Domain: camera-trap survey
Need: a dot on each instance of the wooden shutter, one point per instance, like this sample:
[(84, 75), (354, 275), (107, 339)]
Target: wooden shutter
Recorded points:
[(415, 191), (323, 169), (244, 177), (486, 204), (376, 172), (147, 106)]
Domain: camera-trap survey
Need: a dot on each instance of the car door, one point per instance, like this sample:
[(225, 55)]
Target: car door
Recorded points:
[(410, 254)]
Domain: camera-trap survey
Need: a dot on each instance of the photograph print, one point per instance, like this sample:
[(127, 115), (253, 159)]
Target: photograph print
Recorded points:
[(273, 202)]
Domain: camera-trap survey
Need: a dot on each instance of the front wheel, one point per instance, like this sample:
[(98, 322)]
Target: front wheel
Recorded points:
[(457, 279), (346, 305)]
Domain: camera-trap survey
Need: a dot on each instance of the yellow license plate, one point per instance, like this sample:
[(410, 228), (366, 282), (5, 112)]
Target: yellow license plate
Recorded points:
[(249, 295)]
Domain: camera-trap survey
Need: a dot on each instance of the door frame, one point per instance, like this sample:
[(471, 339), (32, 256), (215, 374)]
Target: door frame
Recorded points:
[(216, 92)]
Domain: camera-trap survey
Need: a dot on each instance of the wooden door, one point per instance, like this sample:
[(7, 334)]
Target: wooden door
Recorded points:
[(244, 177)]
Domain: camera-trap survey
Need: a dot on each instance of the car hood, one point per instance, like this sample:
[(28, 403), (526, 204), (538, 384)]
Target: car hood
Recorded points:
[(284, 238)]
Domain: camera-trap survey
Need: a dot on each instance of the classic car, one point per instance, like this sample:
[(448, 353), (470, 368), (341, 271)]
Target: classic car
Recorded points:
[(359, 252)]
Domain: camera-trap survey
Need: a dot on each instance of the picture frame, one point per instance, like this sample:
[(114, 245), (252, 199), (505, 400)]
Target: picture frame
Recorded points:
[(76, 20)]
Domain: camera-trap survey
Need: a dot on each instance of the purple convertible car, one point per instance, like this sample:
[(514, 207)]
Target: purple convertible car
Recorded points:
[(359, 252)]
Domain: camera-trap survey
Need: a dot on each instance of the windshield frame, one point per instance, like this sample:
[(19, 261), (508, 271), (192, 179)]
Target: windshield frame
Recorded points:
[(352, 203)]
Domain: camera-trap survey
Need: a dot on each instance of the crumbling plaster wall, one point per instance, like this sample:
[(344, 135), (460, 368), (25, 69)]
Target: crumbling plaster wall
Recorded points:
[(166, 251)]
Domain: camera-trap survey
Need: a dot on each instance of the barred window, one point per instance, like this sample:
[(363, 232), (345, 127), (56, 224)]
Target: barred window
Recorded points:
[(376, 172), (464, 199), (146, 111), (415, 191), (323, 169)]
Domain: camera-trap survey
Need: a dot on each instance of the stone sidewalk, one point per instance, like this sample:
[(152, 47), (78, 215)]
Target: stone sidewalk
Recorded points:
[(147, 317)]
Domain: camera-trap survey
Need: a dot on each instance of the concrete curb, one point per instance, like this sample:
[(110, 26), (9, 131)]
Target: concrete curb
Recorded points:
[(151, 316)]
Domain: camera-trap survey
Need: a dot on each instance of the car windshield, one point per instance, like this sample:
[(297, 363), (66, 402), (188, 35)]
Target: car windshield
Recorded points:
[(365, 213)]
==
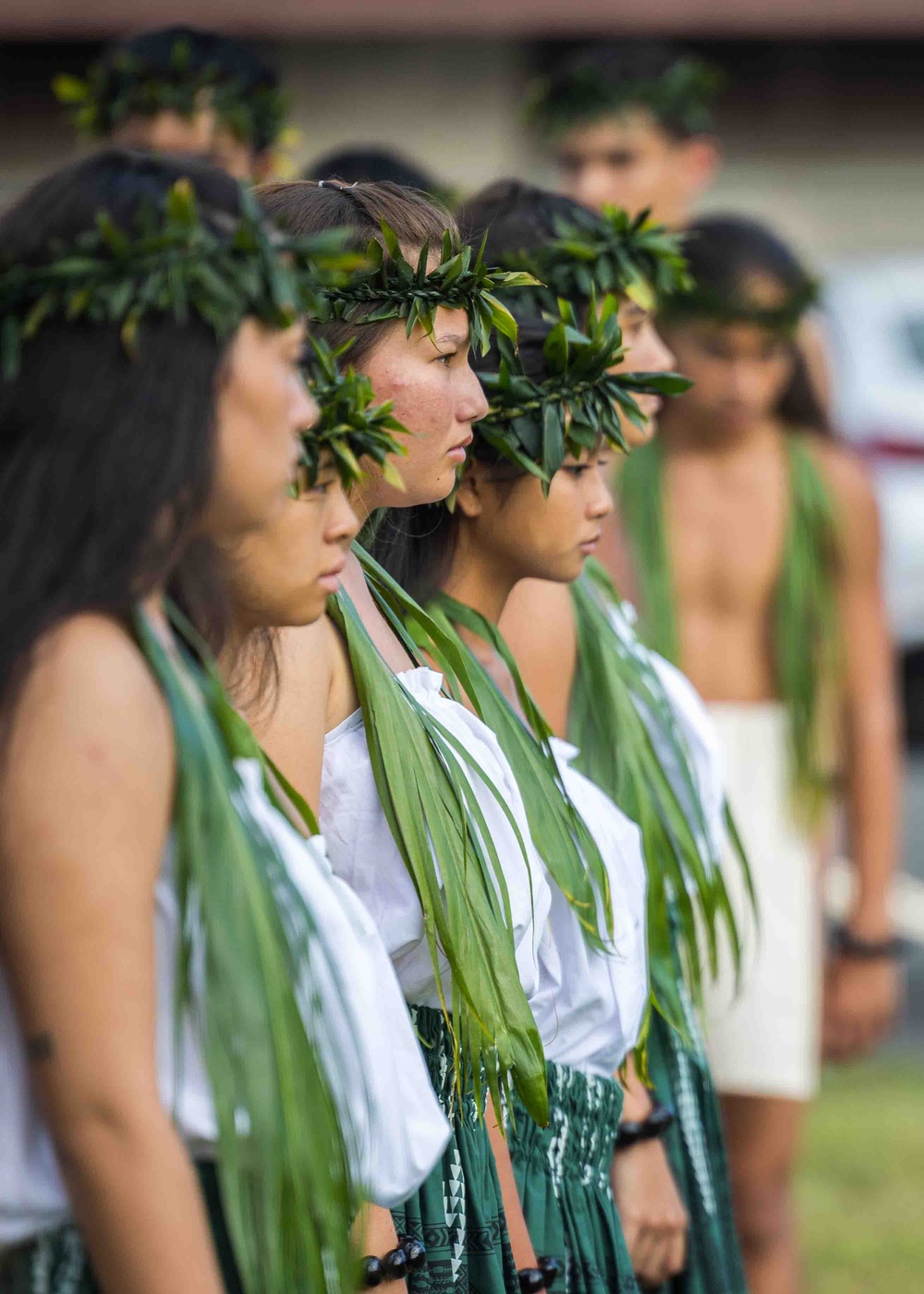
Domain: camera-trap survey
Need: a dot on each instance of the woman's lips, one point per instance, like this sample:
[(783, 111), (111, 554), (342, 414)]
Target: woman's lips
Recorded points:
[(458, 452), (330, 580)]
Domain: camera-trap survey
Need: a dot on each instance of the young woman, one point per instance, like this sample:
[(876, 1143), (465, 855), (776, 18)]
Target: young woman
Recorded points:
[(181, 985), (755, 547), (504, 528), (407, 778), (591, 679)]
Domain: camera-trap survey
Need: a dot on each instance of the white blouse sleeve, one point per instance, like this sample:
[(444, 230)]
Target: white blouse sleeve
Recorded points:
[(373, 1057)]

=== DO THIS ===
Find each line in the listing above that contains the word "plate". Copy every such line in full.

=== TASK ANSWER ===
Need: a dot on each instance of the yellow license plate, one point per instance, like this sample:
Target: yellow license plate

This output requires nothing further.